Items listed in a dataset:
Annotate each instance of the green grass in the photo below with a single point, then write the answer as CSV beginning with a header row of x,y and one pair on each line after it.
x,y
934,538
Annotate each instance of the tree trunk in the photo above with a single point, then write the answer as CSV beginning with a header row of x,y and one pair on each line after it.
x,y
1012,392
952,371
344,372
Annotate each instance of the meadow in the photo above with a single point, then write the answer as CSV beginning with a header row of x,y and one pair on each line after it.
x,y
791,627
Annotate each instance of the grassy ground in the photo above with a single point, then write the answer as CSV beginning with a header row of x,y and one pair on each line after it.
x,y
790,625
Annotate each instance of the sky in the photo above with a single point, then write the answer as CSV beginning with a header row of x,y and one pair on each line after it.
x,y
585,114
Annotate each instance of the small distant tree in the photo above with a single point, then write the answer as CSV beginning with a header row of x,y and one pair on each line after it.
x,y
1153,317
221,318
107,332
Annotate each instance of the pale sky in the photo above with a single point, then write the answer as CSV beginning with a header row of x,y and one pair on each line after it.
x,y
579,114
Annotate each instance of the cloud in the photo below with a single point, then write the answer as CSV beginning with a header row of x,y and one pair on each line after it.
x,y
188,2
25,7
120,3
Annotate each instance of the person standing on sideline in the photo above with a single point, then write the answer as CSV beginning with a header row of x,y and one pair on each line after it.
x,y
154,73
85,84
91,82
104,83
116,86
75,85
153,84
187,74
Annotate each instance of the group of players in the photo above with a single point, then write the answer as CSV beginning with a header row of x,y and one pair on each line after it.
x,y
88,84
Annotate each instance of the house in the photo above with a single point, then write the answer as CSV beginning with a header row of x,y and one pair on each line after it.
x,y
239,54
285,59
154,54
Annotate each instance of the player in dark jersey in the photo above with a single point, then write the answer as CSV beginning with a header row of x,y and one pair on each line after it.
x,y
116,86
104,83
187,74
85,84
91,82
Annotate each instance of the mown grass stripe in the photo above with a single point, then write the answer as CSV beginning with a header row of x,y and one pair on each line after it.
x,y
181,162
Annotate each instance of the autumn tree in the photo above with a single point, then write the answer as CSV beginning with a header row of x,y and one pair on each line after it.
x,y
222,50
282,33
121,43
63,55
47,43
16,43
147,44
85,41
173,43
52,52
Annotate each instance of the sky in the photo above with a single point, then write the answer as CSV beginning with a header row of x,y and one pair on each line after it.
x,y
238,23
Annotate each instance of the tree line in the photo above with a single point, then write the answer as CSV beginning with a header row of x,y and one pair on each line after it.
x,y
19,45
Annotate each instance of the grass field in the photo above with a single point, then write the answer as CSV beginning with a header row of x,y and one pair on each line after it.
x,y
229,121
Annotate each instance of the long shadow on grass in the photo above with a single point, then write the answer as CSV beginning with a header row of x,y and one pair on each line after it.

▸ What needs to be done
Give back each line above precisely as it stands.

▸ Output
Annotate each instance of the green grass in the photo below with a single point, then write the answer as CSV beginning with a header row of x,y and one pair on each line after it.
x,y
934,538
Annotate each instance of the tree trunk in the photo above with a single point, then write the answer as CSV beginning with a header row of x,y and one pair on each line after it.
x,y
1012,392
952,371
344,372
Annotate each instance of the meadow in the photo above with a single point, then write the answer as CSV beginning with a header row of x,y and one pair on each line after it.
x,y
791,627
Annotate each instance of the grassy ground in the photo above with a single point, then write the answer as CSV beginning with a header row of x,y and one pair on each line after it.
x,y
790,625
Annotate each instance of the sky in the photo above with a single point, then write the answer as CSV beginning with a header row of x,y and one pair on each line after it.
x,y
585,114
Annotate each instance of the small distant tree in the photo above with a single point, then write the answer as CSV beginning with a header row of x,y and one pair on each line after it.
x,y
1153,317
221,318
107,332
Annotate each instance of the pale sky in the photo above with a single point, then write the answer as CSV beginning with a header row of x,y and one pair on each line after it.
x,y
579,114
Annotate each instance of the cloud in the photo below with a single point, then write the answer as CSV beginning with a header row of x,y and one pair on each line after it.
x,y
188,2
25,7
120,3
Annotate each instance of the person standing on sideline in the photo above with a single point, then write the answer as CSV beginning with a header row of x,y and one pair on each line after it.
x,y
154,73
85,84
91,82
104,83
116,86
75,85
153,84
187,74
Annotate each instance of the group of players in the photo above with a single point, then write the answer as CSV beginning with a header row of x,y and one pair on each line after it.
x,y
88,84
Annotate each instance of the house in the photo above with a single point, then write the answer as CSV beginning with a header row of x,y and one pair on each line after it.
x,y
239,54
285,59
154,54
Annotate each instance of the player in dark jersey in the photo above with a single point, then write the answer as CSV beginning with a header row of x,y and one pair on each line after it.
x,y
116,86
104,83
187,74
85,84
91,82
Annotate each instance of the mown grass stripe in the photo above with a single point, then write the answer as CSV beginning with a header row of x,y and one pair on each line after it.
x,y
181,162
Annotate each instance of the autumn tree in the photo above with a single point, then write the answer as CSV beginning with a header row of x,y and one pair on each line after it.
x,y
222,50
282,33
121,43
63,55
47,43
16,43
147,44
85,41
173,43
52,52
Annotate each instance of the sky in the photo above with a single point, then write the answer as CSV beginning with a header row of x,y and one pair on each line after it.
x,y
238,23
Annotate each instance of the tree line in the photo above with a single point, then write the answer as CSV beginning with a header row of x,y and one pair on each line after it.
x,y
19,45
Annotate each instance of the grass field in the photo above with a single point, then write the answer as CSV beginning with a header row of x,y and one pair on each line after it.
x,y
229,121
Annotate each instance of the long shadow on grass in the photo above with a single point, then write the answer as CSV beginning with a header row of x,y and one pair on each line after it.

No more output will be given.